* Start *

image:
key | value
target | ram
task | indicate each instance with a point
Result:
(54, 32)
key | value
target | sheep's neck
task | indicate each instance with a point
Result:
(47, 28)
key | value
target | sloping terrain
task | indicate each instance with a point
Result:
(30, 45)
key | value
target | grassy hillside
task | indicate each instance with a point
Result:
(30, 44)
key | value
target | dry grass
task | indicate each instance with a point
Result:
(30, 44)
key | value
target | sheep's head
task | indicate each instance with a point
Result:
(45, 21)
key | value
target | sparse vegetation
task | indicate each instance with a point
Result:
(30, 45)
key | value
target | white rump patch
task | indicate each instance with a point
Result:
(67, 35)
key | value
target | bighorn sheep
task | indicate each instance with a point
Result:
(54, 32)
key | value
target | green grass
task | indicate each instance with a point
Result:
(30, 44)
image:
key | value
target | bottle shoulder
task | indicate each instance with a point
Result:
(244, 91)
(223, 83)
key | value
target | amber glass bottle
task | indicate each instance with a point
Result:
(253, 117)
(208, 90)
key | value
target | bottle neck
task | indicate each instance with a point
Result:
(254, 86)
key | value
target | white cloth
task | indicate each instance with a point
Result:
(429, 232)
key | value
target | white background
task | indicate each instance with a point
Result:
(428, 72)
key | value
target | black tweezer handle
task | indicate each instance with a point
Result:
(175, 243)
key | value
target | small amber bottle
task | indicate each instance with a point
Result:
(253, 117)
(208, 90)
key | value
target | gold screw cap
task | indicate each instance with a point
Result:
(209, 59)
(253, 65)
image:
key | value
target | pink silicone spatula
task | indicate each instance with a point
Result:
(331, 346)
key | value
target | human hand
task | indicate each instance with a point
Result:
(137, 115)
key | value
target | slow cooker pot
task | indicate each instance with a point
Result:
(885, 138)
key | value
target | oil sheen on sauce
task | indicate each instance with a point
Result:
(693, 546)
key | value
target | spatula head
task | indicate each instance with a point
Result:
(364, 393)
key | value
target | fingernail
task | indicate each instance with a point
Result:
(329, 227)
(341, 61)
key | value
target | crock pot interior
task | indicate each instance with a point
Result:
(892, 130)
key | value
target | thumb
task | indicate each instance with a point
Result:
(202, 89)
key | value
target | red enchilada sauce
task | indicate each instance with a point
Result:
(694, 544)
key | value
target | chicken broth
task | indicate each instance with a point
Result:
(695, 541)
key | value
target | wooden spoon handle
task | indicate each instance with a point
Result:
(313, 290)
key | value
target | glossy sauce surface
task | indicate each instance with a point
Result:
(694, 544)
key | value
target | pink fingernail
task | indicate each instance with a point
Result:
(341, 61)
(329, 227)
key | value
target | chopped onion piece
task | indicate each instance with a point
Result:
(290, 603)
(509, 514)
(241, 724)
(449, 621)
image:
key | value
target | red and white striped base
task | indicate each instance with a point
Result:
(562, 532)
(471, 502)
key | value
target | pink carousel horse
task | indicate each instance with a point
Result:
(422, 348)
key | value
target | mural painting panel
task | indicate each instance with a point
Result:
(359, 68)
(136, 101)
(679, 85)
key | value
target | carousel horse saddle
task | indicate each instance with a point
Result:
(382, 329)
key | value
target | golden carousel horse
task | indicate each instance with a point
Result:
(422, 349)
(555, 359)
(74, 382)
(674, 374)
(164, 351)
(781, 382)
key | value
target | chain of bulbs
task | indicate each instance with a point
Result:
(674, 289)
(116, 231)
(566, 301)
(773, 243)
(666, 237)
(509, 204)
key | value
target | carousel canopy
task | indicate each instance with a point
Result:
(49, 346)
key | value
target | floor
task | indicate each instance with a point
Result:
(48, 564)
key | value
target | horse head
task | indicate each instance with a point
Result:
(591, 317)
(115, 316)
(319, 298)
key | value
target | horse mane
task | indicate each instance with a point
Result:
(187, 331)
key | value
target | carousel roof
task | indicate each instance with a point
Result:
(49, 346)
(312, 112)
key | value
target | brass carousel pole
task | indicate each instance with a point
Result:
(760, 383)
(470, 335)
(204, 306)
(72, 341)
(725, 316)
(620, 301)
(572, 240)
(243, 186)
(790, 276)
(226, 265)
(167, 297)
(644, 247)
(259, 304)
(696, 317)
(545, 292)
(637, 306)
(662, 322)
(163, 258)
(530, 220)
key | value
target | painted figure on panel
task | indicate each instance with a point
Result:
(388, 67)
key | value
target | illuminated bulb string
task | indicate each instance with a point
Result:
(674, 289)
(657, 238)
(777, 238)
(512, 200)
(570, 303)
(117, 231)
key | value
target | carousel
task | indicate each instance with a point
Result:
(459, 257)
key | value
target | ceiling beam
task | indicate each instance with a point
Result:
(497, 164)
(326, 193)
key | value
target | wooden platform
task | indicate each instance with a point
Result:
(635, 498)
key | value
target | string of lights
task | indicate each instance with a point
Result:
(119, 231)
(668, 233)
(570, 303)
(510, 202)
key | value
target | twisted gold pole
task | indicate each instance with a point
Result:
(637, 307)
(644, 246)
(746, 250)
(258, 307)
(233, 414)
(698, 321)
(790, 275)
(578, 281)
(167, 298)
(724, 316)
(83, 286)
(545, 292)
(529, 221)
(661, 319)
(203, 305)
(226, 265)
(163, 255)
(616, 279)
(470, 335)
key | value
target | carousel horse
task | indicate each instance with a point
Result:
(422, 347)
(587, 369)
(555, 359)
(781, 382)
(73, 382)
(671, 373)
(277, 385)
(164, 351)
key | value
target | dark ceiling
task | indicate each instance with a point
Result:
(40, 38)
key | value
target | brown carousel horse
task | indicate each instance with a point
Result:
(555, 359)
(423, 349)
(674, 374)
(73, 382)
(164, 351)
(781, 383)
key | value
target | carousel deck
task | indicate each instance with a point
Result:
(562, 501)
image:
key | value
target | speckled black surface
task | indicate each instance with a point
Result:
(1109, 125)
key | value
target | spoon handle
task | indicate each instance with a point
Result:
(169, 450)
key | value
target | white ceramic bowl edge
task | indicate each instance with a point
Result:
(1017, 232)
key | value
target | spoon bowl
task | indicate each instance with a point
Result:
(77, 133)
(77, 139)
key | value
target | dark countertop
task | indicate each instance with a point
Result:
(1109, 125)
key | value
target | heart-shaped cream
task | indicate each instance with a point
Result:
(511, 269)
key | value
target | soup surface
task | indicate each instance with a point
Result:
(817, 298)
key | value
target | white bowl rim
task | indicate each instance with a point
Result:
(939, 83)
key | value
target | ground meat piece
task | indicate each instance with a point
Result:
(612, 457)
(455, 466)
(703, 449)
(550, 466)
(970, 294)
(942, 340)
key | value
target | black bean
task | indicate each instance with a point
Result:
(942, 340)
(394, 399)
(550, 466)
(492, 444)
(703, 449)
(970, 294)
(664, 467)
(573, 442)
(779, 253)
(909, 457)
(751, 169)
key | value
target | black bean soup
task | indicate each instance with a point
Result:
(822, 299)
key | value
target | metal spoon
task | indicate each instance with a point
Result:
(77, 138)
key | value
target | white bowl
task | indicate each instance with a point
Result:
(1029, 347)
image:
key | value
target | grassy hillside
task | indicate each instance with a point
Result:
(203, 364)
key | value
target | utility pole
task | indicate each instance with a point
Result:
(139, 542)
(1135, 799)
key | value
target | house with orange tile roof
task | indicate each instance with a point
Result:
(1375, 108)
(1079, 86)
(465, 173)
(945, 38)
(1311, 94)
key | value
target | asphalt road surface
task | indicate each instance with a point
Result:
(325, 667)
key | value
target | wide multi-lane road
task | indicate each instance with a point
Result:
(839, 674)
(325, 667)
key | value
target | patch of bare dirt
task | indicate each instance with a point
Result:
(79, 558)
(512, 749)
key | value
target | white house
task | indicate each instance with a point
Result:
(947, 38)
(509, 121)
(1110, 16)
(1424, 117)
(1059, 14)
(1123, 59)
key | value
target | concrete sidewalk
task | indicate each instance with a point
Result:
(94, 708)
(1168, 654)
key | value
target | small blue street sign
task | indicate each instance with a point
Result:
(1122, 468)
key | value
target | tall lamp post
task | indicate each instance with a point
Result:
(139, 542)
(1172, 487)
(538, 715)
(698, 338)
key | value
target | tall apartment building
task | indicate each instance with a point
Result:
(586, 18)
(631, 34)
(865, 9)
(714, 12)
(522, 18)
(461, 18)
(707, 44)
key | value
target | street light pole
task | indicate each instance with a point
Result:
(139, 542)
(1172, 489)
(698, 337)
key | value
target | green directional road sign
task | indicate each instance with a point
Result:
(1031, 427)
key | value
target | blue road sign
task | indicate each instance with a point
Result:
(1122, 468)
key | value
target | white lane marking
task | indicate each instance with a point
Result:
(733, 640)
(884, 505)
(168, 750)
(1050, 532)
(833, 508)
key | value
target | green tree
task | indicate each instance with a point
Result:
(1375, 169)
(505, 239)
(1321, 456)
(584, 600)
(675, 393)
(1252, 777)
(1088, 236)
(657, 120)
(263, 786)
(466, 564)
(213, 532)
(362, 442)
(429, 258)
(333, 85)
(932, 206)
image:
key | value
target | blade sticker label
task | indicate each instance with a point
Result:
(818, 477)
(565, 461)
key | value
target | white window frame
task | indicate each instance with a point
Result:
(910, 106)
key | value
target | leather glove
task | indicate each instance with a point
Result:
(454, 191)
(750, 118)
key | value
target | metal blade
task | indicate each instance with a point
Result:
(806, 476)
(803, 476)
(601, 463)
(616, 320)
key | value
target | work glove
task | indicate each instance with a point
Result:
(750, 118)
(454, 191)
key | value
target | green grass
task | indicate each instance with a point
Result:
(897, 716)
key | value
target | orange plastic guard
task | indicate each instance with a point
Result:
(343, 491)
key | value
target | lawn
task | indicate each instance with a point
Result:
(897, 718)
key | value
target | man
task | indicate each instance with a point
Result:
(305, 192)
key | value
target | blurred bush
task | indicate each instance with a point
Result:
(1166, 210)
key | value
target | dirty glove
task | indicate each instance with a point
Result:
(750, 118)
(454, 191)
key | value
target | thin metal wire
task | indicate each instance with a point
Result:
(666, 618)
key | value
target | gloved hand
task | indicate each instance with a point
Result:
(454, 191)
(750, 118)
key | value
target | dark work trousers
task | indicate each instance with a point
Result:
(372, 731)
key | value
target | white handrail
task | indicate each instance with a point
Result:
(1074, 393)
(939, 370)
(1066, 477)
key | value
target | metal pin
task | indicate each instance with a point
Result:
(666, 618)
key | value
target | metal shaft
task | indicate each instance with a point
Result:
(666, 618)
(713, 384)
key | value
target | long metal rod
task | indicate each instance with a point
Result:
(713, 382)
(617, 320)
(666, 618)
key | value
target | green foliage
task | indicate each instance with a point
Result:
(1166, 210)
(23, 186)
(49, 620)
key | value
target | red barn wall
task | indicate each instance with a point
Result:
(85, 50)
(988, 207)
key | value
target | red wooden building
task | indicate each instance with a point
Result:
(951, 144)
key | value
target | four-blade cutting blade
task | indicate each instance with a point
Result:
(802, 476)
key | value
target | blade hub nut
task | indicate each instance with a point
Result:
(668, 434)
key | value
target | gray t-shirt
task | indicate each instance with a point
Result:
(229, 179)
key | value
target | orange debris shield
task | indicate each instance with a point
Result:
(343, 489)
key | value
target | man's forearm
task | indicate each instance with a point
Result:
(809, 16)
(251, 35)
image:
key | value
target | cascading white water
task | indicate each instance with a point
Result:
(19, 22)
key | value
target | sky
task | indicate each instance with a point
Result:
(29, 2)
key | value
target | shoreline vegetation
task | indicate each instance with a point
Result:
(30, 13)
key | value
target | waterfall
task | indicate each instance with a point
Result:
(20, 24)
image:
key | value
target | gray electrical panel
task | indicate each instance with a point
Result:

* End *

- _Exercise details_
Please pull out every line above that contains the word "blade" and copy each one.

- _Task output_
target | blade sticker label
target | metal blade
target | four-blade cutting blade
target | blade hub nut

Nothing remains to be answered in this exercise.